Passage to read:
#####

Savour the flavour

7 min read

This twist on a roast from Sabrina Gidda is packed with Punjabi flavours and makes a super-smart supper for four

PHOTOGRAPHS MARTIN POOLE

g rowing up in a Punjabi family, you’re constantly cooking and having people over. That’s where my hospitality journey started – at home, in this delicious, nurturing environment. Mum didn’t just cook traditional food – we had roast dinners, Thai, lasagnes… so the food was diverse, and exciting.

I rediscovered how natural it felt to be in a kitchen when I was studying for a degree in fashion PR and marketing, and working as a waitress at the weekend. One day, the chef had an injury, and I stepped in to finish the service. It was an Antipodean brunch café, so not too technical, but the experience ignited a passion in me. I realised this was what I was supposed to be doing!

I’ve now worked as a chef for 15 years and have a cookbook, too. Modern South Asian Kitchen (Quadrille, £27) is dedicated to my mum, who I sadly lost recently to pancreatic cancer. She was magnificent in the kitchen – always with a glass of wine or Champagne in her hand, always cooking something delicious. The book began as a collection of stories about the marvels of south Asian women and what they do in the kitchen, and then evolved into a tribute to my mum and my culinary journey, which has spanned multiple cuisines. If you open my freezer, you’ll find bags of chopped coriander and blocks of ginger and garlic paste… right next to cola-flavoured freeze pops, Birds Eye Waffles, a bag of peas and my beloved fish fingers!

#####

Required work:
Transcribe the portion of the Punjabi roast article starting at "I’ve now worked" and ending at "beloved fish fingers!", keeping every word and punctuation mark unchanged.

#####

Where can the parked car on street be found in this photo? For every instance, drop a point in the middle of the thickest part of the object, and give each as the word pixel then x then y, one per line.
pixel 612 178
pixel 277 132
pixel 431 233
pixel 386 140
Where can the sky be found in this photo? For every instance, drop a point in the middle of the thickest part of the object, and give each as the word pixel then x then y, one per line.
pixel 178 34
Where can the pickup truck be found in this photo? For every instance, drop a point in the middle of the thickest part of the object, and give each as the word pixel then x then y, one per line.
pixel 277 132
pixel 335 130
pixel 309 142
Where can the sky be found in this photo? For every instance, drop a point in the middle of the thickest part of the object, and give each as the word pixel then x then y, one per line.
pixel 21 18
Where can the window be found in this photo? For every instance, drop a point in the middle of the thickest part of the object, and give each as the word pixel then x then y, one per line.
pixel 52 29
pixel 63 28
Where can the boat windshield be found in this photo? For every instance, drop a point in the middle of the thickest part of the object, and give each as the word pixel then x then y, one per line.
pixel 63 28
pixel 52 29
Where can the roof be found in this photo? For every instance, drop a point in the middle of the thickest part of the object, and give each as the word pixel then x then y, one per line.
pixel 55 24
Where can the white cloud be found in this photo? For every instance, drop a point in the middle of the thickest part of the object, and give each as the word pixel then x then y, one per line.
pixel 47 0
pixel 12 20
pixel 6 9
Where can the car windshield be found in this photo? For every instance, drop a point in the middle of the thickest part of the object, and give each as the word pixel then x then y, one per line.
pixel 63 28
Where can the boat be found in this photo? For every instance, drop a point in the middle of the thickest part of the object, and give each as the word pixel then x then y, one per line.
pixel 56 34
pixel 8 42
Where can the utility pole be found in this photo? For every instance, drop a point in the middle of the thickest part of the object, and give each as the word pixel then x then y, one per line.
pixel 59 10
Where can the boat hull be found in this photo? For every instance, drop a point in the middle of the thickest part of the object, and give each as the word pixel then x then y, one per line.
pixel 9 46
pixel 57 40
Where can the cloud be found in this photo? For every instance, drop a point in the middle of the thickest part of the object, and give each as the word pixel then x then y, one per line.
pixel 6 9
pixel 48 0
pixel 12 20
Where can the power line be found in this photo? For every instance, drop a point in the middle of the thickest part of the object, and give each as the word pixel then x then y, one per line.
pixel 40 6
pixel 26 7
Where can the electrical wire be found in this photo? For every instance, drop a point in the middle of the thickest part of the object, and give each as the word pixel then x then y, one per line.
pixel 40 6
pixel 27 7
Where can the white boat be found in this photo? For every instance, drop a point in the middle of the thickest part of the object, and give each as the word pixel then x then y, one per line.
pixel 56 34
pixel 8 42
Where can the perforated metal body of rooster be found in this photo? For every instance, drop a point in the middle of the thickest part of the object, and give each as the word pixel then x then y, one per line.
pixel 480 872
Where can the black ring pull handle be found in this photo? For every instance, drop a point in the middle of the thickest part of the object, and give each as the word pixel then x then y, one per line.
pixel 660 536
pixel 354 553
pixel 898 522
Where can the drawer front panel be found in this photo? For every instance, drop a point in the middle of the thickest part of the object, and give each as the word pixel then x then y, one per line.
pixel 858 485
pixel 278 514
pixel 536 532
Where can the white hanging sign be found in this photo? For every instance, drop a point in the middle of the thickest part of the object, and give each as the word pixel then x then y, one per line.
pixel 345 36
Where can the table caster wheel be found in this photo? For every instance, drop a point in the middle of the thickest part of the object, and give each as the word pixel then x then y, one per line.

#####

Solution:
I’ve now worked as a chef for 15 years and have a cookbook, too. Modern South Asian Kitchen (Quadrille, £27) is dedicated to my mum, who I sadly lost recently to pancreatic cancer. She was magnificent in the kitchen – always with a glass of wine or Champagne in her hand, always cooking something delicious. The book began as a collection of stories about the marvels of south Asian women and what they do in the kitchen, and then evolved into a tribute to my mum and my culinary journey, which has spanned multiple cuisines. If you open my freezer, you’ll find bags of chopped coriander and blocks of ginger and garlic paste… right next to cola-flavoured freeze pops, Birds Eye Waffles, a bag of peas and my beloved fish fingers!